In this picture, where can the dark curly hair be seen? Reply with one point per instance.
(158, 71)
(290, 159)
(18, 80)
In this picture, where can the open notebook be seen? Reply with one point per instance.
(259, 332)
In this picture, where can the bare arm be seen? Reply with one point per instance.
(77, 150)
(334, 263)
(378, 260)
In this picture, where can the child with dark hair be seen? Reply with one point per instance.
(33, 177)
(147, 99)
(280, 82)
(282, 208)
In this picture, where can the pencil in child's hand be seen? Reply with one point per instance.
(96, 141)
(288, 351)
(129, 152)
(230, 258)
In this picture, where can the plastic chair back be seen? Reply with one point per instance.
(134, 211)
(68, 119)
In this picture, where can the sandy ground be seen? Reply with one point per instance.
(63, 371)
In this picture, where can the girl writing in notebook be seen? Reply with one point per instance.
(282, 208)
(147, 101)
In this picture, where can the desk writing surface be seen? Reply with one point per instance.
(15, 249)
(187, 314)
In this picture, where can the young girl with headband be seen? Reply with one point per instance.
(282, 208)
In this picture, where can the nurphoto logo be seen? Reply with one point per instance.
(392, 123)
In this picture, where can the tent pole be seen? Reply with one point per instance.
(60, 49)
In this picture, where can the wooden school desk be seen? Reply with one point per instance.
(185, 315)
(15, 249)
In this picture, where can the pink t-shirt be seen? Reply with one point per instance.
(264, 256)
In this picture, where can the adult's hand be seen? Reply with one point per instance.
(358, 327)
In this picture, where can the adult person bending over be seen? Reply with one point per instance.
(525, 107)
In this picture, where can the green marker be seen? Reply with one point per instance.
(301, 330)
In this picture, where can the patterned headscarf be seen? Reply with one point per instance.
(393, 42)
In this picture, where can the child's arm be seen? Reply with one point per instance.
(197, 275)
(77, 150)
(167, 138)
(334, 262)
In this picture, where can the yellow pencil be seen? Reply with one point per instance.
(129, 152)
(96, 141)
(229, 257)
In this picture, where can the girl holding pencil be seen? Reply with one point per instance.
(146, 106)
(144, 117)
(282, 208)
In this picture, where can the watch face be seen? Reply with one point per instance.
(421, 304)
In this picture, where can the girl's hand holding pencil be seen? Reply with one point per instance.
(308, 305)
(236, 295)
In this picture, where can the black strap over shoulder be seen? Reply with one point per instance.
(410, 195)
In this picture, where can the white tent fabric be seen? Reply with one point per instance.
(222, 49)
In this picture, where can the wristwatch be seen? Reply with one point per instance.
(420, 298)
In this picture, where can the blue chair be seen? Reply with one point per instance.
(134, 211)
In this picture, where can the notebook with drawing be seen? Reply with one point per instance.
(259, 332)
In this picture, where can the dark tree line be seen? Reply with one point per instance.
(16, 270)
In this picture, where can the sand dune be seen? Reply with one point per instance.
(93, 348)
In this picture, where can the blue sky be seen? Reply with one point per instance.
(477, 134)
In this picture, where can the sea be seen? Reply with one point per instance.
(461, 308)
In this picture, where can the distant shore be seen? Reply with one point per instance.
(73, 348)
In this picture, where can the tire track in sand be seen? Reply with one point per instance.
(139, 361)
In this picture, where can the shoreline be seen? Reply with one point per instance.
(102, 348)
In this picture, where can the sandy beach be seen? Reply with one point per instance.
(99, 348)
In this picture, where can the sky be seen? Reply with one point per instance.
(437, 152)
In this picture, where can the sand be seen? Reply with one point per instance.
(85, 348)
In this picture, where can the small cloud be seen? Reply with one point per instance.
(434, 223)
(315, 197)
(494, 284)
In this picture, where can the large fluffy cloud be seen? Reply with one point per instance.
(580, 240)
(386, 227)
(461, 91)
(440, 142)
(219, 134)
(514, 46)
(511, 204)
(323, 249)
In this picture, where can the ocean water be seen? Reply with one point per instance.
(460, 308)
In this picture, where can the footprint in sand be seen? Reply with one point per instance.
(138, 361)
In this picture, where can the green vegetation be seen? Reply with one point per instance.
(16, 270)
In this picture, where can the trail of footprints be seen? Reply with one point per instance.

---

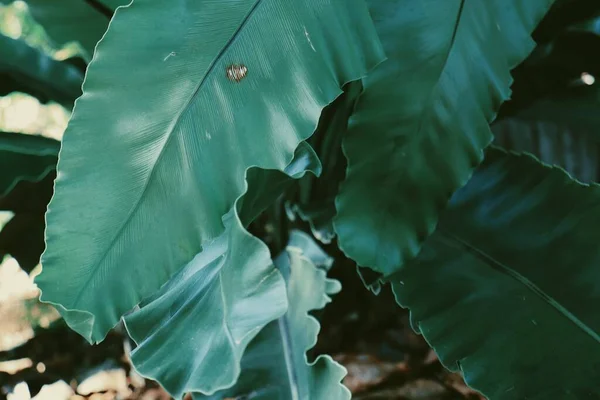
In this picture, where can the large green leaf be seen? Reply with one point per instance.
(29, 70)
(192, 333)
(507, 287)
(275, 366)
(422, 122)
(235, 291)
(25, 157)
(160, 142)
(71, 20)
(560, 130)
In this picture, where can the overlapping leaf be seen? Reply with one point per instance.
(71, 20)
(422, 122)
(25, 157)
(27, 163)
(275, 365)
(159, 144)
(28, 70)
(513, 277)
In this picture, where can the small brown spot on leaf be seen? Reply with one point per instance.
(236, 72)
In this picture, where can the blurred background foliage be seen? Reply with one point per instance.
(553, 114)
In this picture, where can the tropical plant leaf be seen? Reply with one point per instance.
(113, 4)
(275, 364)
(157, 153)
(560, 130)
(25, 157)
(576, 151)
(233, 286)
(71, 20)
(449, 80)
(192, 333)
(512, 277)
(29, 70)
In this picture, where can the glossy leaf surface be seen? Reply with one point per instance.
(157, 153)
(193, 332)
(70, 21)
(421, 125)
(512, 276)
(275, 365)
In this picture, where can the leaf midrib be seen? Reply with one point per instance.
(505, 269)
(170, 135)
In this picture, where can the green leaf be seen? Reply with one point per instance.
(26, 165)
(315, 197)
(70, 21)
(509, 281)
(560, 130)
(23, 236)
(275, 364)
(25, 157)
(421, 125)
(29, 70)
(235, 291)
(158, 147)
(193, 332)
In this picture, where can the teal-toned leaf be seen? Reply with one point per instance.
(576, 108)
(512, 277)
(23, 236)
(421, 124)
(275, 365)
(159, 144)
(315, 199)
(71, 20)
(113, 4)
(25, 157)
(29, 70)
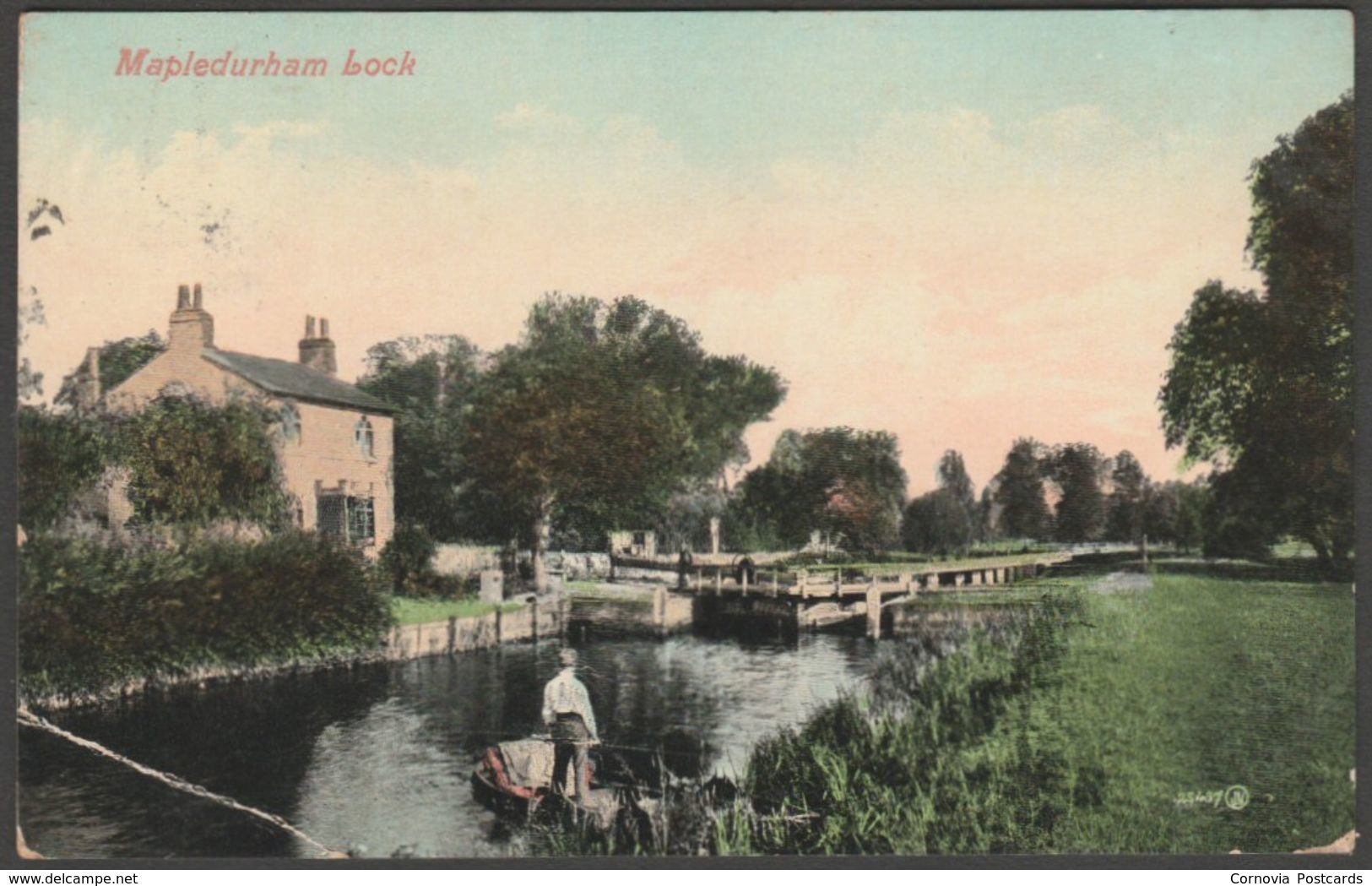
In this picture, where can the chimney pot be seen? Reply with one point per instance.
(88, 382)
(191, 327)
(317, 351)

WHAT YOU WILL DO ->
Go to the line in the material above that contains "In this picture, where can the distant" and copy exactly from there through the line that contains "In this picture, where can the trail", stopping after it.

ANSWER TO THIS TASK ->
In this picture, where can the distant shore be seen? Reply with one point per instance.
(73, 348)
In this picture, where can the tire track in sand be seen? Reply with one point per instance.
(139, 361)
In this picture, where can the shoreline be seen? Reply with one point per instance.
(102, 348)
In this picture, where can the sandy beach be seen? Reply with one point per instance.
(99, 348)
In this picture, where can the sky be seen? Reply with one point per instance.
(437, 152)
In this picture, where can the sand be seen? Reply with one point per instance.
(85, 348)
In this picture, where can the small cloud be seen? Reply with one point per instance.
(434, 223)
(315, 197)
(494, 284)
In this picture, where can the large fluffy cloud be seen? Reply with one point per instance.
(580, 240)
(386, 227)
(461, 91)
(440, 142)
(219, 134)
(514, 46)
(511, 204)
(323, 249)
In this picture, where can the ocean water be seen? Reply with one point per instance.
(460, 308)
In this picture, where can the footprint in sand be seen? Reply with one point per instance.
(138, 361)
In this picture, where can the green vegetation be seen? Reply with one point per instance.
(16, 270)
In this picture, where can the trail of footprints be seen? Reply with one point per instance.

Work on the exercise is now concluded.